__Problem statement__
Your answer should be the lines below from the one with "pixel 582 510" to the one with "pixel 22 149", both included, given again exactly and with nothing added.

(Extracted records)
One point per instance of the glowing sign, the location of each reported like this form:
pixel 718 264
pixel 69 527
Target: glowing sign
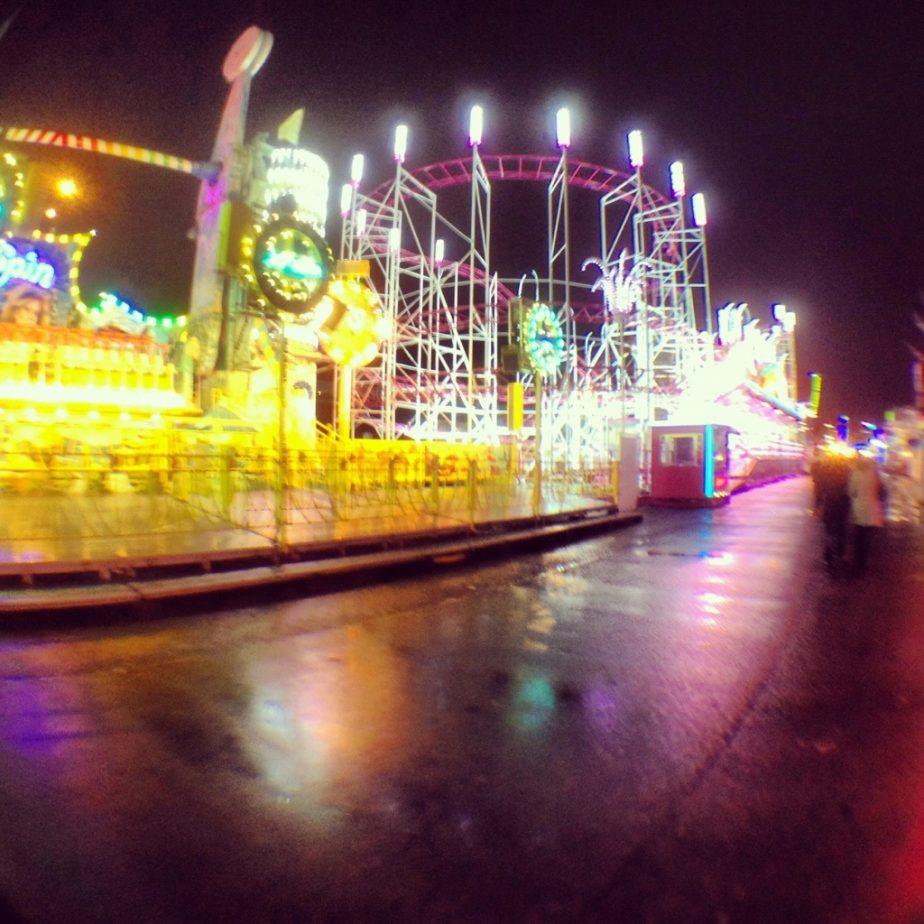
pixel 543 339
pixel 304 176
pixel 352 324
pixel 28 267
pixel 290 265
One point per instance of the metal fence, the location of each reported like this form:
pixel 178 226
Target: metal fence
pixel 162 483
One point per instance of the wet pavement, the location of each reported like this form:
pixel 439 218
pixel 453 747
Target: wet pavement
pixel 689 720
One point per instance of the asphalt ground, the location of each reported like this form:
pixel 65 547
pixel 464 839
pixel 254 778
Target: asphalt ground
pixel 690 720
==
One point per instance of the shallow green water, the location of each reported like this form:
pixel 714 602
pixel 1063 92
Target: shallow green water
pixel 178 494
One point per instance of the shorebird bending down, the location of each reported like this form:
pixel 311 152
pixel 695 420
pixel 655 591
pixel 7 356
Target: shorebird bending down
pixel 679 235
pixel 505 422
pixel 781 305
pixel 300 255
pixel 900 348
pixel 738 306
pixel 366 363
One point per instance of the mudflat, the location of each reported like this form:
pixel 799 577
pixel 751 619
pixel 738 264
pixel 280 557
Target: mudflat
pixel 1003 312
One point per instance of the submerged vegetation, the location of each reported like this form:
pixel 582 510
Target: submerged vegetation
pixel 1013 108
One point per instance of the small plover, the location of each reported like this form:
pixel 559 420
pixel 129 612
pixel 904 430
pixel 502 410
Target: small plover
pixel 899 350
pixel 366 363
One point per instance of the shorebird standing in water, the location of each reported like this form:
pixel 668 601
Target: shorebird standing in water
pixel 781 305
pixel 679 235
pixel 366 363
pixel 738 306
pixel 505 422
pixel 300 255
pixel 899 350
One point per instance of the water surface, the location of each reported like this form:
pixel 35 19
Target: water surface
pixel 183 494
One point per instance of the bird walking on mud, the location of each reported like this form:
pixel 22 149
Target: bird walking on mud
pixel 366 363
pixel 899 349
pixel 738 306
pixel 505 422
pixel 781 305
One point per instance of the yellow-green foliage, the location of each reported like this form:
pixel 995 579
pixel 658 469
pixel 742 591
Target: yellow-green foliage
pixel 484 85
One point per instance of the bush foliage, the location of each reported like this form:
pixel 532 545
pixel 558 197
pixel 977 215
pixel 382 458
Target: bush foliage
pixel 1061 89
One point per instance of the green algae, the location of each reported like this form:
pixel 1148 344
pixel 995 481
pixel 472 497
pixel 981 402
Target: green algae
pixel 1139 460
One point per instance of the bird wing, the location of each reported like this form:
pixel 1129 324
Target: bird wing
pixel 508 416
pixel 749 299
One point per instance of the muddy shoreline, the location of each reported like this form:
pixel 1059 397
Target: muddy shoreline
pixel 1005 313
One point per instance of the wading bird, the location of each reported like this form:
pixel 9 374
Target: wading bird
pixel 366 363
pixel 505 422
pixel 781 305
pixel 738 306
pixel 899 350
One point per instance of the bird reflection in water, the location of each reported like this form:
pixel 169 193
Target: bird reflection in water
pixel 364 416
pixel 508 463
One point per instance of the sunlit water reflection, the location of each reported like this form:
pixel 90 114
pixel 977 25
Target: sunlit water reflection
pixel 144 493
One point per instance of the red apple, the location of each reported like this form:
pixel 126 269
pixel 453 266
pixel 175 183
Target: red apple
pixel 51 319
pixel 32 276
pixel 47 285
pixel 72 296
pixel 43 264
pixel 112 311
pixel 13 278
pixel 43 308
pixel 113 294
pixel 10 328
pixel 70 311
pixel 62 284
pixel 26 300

__Exercise solution__
pixel 582 510
Target: submerged vegetation
pixel 1013 108
One point per instance of the small plover, the location of each reported like this form:
pixel 559 420
pixel 129 612
pixel 904 430
pixel 502 410
Target: small plover
pixel 899 350
pixel 366 363
One point per instance of the shorebird standing in water, the location of each reported like this form:
pixel 668 601
Target: shorebird standing in water
pixel 781 305
pixel 679 235
pixel 366 363
pixel 738 306
pixel 505 422
pixel 300 255
pixel 899 350
One point per instance of the water surface, the location of each reported like this form:
pixel 35 19
Target: water surface
pixel 183 494
One point per instance of the bird walking on mud, the location of each reported like this form:
pixel 22 149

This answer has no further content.